> [Work order] Each line below should be quoted exactly, please.

> [Task inputs]

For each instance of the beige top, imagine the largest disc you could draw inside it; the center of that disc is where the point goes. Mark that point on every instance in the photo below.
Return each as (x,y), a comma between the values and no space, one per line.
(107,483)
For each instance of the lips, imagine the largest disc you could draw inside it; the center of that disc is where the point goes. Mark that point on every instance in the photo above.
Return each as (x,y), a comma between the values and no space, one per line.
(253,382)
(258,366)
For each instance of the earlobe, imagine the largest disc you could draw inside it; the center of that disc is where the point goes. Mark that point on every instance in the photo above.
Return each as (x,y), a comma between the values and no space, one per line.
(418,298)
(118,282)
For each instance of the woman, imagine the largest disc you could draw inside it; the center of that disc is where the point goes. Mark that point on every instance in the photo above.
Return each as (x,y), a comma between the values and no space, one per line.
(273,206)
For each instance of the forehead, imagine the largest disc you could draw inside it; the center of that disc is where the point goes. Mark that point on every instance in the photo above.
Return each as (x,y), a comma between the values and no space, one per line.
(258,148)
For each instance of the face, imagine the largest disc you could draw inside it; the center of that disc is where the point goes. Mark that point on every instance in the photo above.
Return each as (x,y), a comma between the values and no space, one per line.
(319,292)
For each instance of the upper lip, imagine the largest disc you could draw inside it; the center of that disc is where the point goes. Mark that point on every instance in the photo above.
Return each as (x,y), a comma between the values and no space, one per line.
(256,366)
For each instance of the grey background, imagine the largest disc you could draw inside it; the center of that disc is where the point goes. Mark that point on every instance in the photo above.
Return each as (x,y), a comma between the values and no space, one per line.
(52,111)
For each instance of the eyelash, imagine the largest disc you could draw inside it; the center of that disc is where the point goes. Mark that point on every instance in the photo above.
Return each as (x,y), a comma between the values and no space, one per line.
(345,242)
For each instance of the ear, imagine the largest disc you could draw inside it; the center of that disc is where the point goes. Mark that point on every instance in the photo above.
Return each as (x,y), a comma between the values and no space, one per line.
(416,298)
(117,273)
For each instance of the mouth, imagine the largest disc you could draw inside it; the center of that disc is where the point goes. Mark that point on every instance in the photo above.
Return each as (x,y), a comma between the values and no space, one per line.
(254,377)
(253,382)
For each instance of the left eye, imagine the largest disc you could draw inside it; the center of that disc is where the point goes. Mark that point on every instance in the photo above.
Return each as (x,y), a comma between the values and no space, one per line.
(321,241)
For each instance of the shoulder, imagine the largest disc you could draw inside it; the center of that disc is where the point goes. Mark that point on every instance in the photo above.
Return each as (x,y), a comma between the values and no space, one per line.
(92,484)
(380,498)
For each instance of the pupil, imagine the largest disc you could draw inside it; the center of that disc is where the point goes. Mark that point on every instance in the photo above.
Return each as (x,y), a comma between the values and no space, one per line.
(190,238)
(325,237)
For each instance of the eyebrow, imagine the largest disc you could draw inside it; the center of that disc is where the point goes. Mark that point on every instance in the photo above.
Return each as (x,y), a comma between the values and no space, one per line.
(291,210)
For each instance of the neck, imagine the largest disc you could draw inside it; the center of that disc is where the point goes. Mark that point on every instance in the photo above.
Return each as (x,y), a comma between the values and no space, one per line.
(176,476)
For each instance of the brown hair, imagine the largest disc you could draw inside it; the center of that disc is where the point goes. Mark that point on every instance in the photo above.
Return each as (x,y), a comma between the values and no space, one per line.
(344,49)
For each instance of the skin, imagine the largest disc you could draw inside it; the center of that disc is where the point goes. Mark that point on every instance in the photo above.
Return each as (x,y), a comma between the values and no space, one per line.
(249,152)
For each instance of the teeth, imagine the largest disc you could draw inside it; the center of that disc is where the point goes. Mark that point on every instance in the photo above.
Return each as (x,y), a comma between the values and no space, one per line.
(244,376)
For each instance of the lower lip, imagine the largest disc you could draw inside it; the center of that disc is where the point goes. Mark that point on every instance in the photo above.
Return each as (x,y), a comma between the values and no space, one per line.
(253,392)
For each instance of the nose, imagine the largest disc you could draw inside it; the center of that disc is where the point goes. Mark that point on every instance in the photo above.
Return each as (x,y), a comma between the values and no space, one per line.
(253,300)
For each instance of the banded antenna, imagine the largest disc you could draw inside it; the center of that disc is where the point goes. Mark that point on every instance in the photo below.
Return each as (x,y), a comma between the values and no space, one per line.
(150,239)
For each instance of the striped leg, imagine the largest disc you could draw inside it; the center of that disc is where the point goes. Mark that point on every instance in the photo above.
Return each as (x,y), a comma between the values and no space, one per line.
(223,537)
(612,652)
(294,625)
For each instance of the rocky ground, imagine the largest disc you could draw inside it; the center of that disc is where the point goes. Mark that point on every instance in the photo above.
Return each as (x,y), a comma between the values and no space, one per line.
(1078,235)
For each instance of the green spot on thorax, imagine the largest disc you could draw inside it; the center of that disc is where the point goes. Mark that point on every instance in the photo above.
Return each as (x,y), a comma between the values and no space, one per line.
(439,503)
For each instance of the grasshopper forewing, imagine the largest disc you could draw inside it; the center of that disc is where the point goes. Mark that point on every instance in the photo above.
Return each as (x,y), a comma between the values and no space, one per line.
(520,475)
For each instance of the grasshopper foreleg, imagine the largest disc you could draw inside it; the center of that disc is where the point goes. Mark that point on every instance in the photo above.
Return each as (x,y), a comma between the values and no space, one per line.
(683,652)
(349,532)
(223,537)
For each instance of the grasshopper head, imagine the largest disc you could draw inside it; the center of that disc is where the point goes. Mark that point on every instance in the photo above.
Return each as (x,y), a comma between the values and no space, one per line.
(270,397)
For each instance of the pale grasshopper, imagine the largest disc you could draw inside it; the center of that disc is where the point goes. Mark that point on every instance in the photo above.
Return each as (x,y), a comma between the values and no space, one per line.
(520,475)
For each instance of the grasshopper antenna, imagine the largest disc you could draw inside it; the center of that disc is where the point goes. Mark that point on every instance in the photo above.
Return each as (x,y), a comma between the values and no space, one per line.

> [Final answer]
For each instance of the beige top, imagine the largest disc you could draw inside it; the center of that disc is where the point goes. Mark that point on every instance in the photo below.
Return each as (x,y), a comma between the values and no space, one per line.
(107,483)
For each instance of the lips, imagine the largest disc you could draw inside it; the center of that disc is where the point goes. Mark that point on every instance in the photo above.
Return each as (x,y), a comma between the values and no space, one per line.
(253,382)
(258,366)
For each instance of the earlobe, imagine the largest disc you could draw inside it; the center of that disc is where the point goes. Mark that point on every instance in the photo above.
Return each as (x,y), a comma between the values and no space, one per line.
(418,298)
(118,282)
For each instance of the woman, imagine the largest disc you could draw inside it; the center of that disc is where the point goes. Mark that point on every instance in the photo above.
Return each as (x,y), a comma between the values and no space, one per line.
(273,206)
For each instance of the forehead, imagine the largest disc you could draw inside it; the center of that disc is where the point goes. Mark that point on every instance in the photo above.
Return each as (x,y), a comma between the values and no space, one per line.
(258,148)
For each instance of the face, imagine the largest disc you could draw inside it; the center of that disc is where the point goes. Mark that point on every instance in the photo above.
Return each as (x,y), a comma between the values and no space, one per line.
(319,292)
For each instance of the upper lip, imagine the largest disc you could draw inside it; the center of that disc is where the point goes. Mark that point on every instance in the photo above.
Return each as (x,y), a comma between the values and no space, one per line.
(256,366)
For each instance of the grey background, imagine the largest disc you could draw inside it; the center of that disc is where the point goes. Mark that point on every instance in the photo above.
Return each as (x,y), a comma between the values and no space, one per line.
(52,111)
For each instance of the eyelash, imagine the largest disc you could draw inside it; the center of that disc is where the point goes. Mark that point on every instance in the photo above.
Return each as (x,y), a comma between the values and no space, one per line.
(345,242)
For each instance of the ear, imagine the largest disc you could draw inside it; the center of that disc is where the point goes. Mark that point on every instance in the photo above.
Return each as (x,y), a comma between the values and no space, one per line.
(416,298)
(117,273)
For each instance of the mouth, imagine the largest disc you could draw inside it; the center of that disc is where the point goes. Mark that point on every instance in the photo above.
Return each as (x,y), a comma between the values and no space, one per line.
(254,377)
(253,382)
For each instance of the left eye, imagine the largest disc you could draw inside it; the center of that disc is where the point goes. Mark that point on every instance in the photo above.
Return each as (x,y), a comma between the values and no space, one per line.
(321,241)
For each instance of the shoulder, imagine the largest disc you could draw inside it; the center of that disc is where the point goes. Mark that point on every instance in the photo above.
Return each as (x,y), a comma between the values and no space, one per line.
(92,484)
(380,498)
For each instance of the pupil, imagine the largest disc you could draw inside it; the center of that disc is where the point goes. Mark that point on every instance in the photo above.
Return each as (x,y), a comma between the values and no space, one per line.
(190,238)
(325,237)
For each instance of the eyebrow, imagine the largest disc you could draw inside it; the center of that disc is where the point goes. Mark that point on every instance in the photo above.
Return each as (x,y), a comma between the values and no space, one per line.
(291,210)
For each instance of the neck, imagine the largest disc you could draw inside it; the center of that disc is where the point goes. Mark that point on every instance in the photo above.
Return each as (x,y), a comma between the values and no space, one per line.
(176,476)
For each instance of the brown hair, imagine the largest disc you could draw inside it; the center of that disc is where the point goes. Mark that point on every instance in the photo above.
Return each as (x,y), a comma between the values and no space, one per line.
(344,49)
For each instance of the skin, imagine the largest disc you could draw inside it; the center of that disc is where the point goes. Mark that point on every instance in the photo above.
Return each as (x,y), a comma between the values and no space, one per line.
(249,152)
For each instance of the teeth, imagine the largest disc you could draw inside it; the center of that disc is where the point goes. Mark that point on every instance in the photo above.
Return each as (x,y), a comma between the values and no space, one per line.
(244,376)
For each instance of the lower lip, imagine the largest disc you could draw inside it; the center of that disc is where the point goes. Mark that point on every instance in the photo above.
Return each as (x,y), a comma between the values and no space, one per line.
(253,392)
For each instance of the nose, imagine the largest disc you could draw inside it; the center of that disc is where the point goes. Mark that point on every instance in the photo above.
Return each as (x,y), a comma between the values and no space, one per line.
(253,300)
For each instance of the banded antenna, imagine the largest disc you could draw inside it; the center of that disc is where the point goes. Mark that point on every instance in the photo below.
Return each as (x,y), a comma between the values and no space, one per line.
(150,239)
For each instance of the striped leg, imagine the largest disc you could draw inside it; the center of that disc is where the point goes. Mark that point on every instance in the photo above.
Return each as (x,y), a comma between the values and no space, one per line.
(223,537)
(612,652)
(294,625)
For each instance of the rocky ground, imagine the largest disc you could draw inside it; the center of that disc is where the point goes. Mark that point on every instance in the photo above.
Return each as (x,y), a comma between the values and no space, one per line.
(1078,235)
For each instance of the green spot on thorax, imagine the largest disc you could draw inside it; the center of that disc is where the point goes. Mark that point on every instance in the photo above.
Return each as (x,y), a comma between the values and no space, one per line.
(439,503)
For each instance of the grasshopper forewing, imagine the largest disc you could draw inside it; the center of that disc is where the point goes. Mark that point on every instance in the photo above.
Return each as (x,y), a comma between the values and no space, one per line.
(520,475)
For each instance of the grasshopper foreleg, imagine the largest disc you could draw inside it; the center of that disc is where the point goes. Mark that point on every instance in the photo above.
Return each as (x,y), a comma between the values and no space, one per line.
(683,652)
(349,532)
(223,537)
For each instance of the grasshopper head, imagine the largest disc you could draw inside it; the center of that disc is where the point goes. Mark that point on every instance in the photo above.
Return each as (x,y), a comma between the values and no space, one per line.
(270,397)
For each instance of the pale grasshopper, imagine the largest disc you could draw inside it; the center of that disc is where the point goes. Mark that point on every instance in the photo above.
Return each as (x,y), a comma between the values and no space, one per line.
(520,475)
For each instance of the grasshopper antenna, imagine the largest disc you could draw inside it; the center of that disc is where the point goes. Mark that point on every instance in the photo above.
Return each as (x,y), a comma between the values and no space, one per line.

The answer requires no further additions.